### WORK TASK
Copy each line below containing "tire".
* * * *
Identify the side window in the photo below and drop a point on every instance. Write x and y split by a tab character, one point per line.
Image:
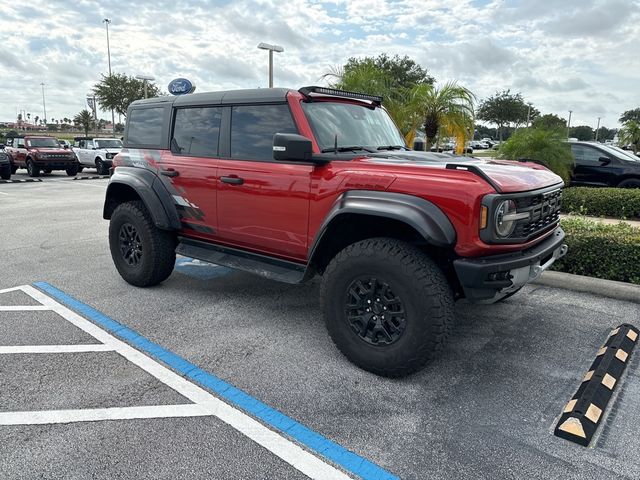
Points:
196	131
586	155
145	126
253	128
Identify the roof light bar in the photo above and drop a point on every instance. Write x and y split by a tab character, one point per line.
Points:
307	91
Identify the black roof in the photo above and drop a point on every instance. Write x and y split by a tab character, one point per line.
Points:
254	95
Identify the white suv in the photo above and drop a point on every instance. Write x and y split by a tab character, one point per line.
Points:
97	152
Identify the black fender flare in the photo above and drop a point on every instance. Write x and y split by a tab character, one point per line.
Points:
151	191
424	216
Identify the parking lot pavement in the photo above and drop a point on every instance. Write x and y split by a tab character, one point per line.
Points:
485	409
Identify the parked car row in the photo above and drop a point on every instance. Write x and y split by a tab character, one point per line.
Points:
39	153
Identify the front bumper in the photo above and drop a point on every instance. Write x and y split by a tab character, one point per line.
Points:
488	279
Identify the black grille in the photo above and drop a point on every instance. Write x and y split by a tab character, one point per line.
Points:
545	212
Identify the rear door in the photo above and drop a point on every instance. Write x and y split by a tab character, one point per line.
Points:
189	169
263	205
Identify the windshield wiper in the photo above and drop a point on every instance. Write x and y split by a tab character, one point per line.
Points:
349	148
392	147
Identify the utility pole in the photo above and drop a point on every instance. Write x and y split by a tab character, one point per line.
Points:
271	48
113	117
44	106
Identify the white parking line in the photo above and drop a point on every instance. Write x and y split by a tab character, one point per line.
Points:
204	403
92	347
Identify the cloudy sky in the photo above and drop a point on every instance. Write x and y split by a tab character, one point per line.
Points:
579	55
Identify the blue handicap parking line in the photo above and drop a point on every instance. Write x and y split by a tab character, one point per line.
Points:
199	269
312	441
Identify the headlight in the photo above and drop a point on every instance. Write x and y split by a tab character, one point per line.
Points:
504	221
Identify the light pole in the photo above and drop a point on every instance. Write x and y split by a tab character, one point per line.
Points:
271	48
106	22
145	79
44	106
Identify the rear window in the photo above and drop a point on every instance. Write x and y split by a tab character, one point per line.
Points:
196	131
145	127
253	128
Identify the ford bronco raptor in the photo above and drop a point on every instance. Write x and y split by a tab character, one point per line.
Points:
290	184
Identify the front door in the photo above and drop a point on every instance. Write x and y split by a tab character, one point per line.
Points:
263	205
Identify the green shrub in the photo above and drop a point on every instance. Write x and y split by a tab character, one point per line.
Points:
621	203
604	251
546	146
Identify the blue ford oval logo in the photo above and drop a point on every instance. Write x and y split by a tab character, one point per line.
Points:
181	86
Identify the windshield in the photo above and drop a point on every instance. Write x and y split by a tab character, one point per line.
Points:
355	125
618	152
109	143
43	142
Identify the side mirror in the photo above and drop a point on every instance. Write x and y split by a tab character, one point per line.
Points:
291	146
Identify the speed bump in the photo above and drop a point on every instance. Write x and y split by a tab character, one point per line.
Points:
583	413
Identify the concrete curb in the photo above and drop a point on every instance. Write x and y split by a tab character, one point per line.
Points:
627	292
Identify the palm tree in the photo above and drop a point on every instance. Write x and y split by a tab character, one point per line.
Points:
630	135
399	102
84	119
446	111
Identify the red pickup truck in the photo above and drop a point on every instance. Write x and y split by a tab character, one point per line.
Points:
39	153
290	184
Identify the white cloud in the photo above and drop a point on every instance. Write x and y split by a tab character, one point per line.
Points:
576	54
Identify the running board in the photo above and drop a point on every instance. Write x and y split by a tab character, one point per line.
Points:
268	267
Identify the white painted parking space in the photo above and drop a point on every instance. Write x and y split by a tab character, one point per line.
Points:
203	402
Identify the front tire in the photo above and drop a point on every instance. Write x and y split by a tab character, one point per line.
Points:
143	254
101	168
32	170
387	306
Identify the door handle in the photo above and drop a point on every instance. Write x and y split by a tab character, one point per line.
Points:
169	172
232	180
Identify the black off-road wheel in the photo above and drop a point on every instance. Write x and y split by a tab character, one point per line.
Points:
387	306
32	170
73	171
630	183
143	254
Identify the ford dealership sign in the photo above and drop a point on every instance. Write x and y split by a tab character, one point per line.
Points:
181	86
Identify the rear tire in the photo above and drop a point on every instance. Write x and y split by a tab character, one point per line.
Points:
32	170
72	171
387	306
143	254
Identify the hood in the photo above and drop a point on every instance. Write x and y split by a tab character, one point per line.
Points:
505	176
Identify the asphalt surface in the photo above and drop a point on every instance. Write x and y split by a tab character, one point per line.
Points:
485	409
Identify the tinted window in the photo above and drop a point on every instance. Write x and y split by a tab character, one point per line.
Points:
586	155
145	126
196	131
253	128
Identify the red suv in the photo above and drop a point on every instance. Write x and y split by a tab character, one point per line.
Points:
290	184
40	153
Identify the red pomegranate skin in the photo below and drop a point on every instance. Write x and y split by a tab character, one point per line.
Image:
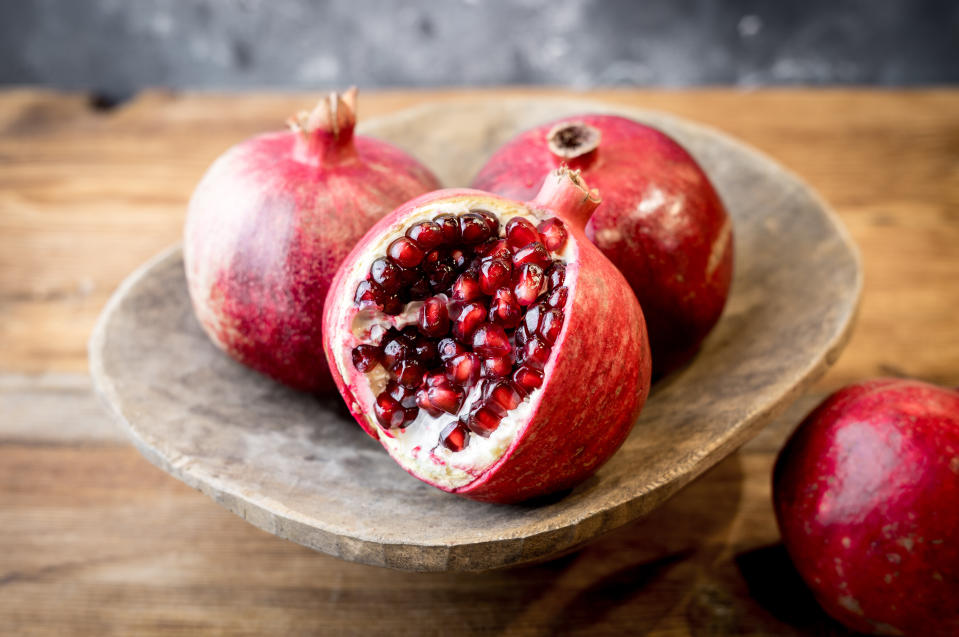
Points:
595	390
268	226
866	493
661	223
* * * *
### EXERCISE OUTPUT
Identify the front tire in the photo above and drop a point on every instance. Write x and y split by a tab character, one point per line.
Identify the rear tire in the photo above and drop a point on every instance. Write x and y split by a tab character, one point per line.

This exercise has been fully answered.